## Start Data for this task

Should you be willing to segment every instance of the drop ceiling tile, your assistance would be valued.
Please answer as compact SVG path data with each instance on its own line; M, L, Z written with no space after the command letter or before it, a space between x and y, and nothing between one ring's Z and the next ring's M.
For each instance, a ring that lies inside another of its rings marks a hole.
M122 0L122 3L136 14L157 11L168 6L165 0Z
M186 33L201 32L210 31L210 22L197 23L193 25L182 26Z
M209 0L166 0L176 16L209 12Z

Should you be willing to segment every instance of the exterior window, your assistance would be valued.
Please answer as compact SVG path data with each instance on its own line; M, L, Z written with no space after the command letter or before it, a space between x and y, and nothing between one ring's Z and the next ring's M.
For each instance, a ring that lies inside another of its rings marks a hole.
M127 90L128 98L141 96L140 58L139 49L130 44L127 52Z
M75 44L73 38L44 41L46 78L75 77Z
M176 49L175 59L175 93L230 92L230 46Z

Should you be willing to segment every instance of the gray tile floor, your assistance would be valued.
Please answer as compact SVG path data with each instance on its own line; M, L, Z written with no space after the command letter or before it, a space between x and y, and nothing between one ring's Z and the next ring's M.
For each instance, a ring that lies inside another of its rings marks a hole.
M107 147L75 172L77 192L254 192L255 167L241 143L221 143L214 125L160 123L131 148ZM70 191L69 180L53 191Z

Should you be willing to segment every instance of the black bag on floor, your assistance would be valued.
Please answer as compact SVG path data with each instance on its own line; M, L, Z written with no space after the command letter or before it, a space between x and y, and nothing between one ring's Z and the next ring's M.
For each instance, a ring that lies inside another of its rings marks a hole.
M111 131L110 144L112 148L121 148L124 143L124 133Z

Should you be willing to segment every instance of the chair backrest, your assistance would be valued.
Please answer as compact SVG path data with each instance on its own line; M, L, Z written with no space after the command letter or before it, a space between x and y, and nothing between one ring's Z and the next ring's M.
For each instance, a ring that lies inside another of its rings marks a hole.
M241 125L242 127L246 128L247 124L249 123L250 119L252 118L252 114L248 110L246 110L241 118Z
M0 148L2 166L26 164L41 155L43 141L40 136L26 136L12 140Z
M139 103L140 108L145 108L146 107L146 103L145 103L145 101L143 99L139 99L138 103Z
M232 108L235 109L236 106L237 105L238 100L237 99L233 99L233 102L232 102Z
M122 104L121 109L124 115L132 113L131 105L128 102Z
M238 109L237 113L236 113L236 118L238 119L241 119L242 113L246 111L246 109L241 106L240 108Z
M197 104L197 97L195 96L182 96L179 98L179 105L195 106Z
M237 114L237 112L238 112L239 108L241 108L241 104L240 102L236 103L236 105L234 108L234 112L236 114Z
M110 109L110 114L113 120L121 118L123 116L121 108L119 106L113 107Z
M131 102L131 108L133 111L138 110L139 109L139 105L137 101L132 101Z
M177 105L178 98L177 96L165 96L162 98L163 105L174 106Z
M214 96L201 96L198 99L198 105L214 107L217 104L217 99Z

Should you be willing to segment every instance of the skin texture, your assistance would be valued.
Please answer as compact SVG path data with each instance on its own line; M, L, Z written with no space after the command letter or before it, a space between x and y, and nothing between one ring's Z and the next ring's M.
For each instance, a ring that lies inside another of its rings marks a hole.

## End Data for this task

* Job *
Restate every record exactly, leaving nothing out.

* Written response *
Should you be willing to segment every instance of the drop ceiling tile, your assistance would be valued.
Please answer as compact SVG path data with each instance on its own line; M, L, Z written with no space after the command letter or before it, a space between x and y, and nothing between one ring's Z and the next ring's M.
For each instance, a ring that lies inside another of its rings marks a hole.
M122 0L122 3L136 14L157 11L168 6L165 0Z
M186 33L201 32L210 31L210 22L197 23L193 25L182 26Z
M209 0L166 0L176 16L209 12Z

Should you be willing to segment every instance of the exterior window, your assistance would be valued.
Please answer as compact SVG path data with each instance on its own line; M, L, Z written with no space after the command letter or before it, a space between x and y, and nothing between one ring's Z and the next ring's M.
For each instance, a ring that lies inside another of its rings marks a hole.
M127 90L128 98L141 96L140 58L139 49L130 44L127 52Z
M75 44L73 38L44 41L46 78L75 77Z
M176 49L175 59L175 93L230 92L230 46Z

Should you be willing to segment every instance of the gray tile floor, your assistance would be valued.
Please answer as compact SVG path data with each instance on its own line; M, L, Z written with no space after the command letter or before it, a space between x and y, and nothing between one ring's Z and the next ring's M.
For each instance, a ring that lies inside another of its rings marks a hole.
M107 147L75 172L77 192L254 192L255 167L241 143L221 143L214 125L160 123L131 148ZM70 191L69 180L53 191Z

Should you be willing to segment every instance of the black bag on floor, your assistance would be valued.
Please answer as compact SVG path data with each instance on its own line; M, L, Z written with no space after the command letter or before it, a space between x and y, and nothing between one ring's Z and the next ring's M.
For each instance, a ring that lies inside another of its rings marks a hole.
M111 131L110 144L112 148L121 148L124 143L124 133Z

Should you be willing to segment every instance of the chair backrest, your assistance would be valued.
Please answer as compact SVG path data with each instance on its own line; M, L, Z written with no space after the command letter or before it, a space between x and y, and nothing between one ring's Z and the next ring's M.
For each instance, a ring that lies inside another of its rings marks a hole.
M241 125L242 127L246 128L247 124L249 123L250 119L252 118L252 114L248 110L246 110L241 118Z
M0 148L2 166L26 164L41 155L43 141L40 136L26 136L12 140Z
M139 103L140 108L145 108L146 107L146 103L145 103L145 101L143 99L139 99L138 103Z
M232 108L235 109L236 106L237 105L238 100L237 99L233 99L233 102L232 102Z
M122 104L121 109L124 115L132 113L131 105L128 102Z
M238 109L237 113L236 113L236 118L238 119L241 119L242 113L246 111L246 109L241 106L240 108Z
M197 104L197 97L195 96L182 96L179 98L179 105L195 106Z
M237 114L237 112L238 112L239 108L241 108L241 104L240 102L236 103L236 105L234 108L234 112L236 114Z
M110 109L110 114L113 120L121 118L123 116L121 108L119 106L113 107Z
M131 102L131 108L133 111L138 110L139 109L139 105L137 101L132 101Z
M177 105L178 98L177 96L165 96L162 98L163 105L174 106Z
M214 96L201 96L198 99L198 105L214 107L217 104L217 99Z

Should you be willing to segment every instance of the skin texture, your assistance would be valued.
Please answer as compact SVG path data with each instance on its own line; M, L, Z written with no space after the command letter or before it, a space between x and y, and nothing between one ring's Z and the next ring's M.
For each instance, a ring that lies inside another of its rings marks a hole.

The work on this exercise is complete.